-- Opening Marker --
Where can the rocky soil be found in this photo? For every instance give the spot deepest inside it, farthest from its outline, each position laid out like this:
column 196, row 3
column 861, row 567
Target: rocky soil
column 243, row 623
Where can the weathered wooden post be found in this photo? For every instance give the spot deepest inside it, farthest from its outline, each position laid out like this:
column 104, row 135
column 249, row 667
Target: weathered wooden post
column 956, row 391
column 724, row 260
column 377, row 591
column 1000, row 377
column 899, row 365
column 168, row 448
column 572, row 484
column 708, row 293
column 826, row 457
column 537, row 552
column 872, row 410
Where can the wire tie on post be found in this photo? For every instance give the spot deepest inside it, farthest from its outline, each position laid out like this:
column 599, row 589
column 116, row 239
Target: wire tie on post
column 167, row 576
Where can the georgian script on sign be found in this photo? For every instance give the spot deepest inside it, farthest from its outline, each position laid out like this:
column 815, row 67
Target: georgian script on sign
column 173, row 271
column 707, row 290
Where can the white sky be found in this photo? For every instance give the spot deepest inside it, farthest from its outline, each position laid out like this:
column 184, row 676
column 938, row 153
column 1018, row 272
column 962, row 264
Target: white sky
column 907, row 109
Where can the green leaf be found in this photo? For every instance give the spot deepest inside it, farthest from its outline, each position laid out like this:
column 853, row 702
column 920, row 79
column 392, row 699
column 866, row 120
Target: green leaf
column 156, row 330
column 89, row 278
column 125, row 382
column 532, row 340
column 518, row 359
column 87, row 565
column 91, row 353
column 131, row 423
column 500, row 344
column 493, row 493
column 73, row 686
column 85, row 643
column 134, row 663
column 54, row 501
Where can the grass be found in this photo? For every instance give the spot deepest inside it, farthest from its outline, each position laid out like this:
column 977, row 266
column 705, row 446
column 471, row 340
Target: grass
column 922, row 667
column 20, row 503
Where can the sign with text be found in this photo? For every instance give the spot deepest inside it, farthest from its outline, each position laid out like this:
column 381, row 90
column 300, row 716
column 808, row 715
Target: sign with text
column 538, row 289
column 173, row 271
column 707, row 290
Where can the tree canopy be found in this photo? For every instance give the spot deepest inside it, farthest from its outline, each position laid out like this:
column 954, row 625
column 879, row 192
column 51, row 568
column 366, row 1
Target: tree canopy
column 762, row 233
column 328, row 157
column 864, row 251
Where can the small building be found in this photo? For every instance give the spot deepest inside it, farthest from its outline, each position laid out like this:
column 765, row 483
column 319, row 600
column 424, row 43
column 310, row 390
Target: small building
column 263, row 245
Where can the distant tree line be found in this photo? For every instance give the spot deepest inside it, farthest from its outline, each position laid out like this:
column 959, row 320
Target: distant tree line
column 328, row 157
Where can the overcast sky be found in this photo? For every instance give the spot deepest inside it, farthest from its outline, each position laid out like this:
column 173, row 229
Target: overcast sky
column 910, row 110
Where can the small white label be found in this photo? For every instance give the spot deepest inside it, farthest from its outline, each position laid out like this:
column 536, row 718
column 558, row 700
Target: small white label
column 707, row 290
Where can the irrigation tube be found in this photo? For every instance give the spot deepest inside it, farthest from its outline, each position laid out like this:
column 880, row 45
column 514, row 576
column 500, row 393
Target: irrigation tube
-- Closing Marker --
## [What needs to be done]
Wherever the string "irrigation" appears in the records above, copy the line it sits in.

## [Written response]
Where can the irrigation tube be found in this photo? For every instance give the spot deepest inside it, farthest from its outline, each position laid out like this:
Target: irrigation tube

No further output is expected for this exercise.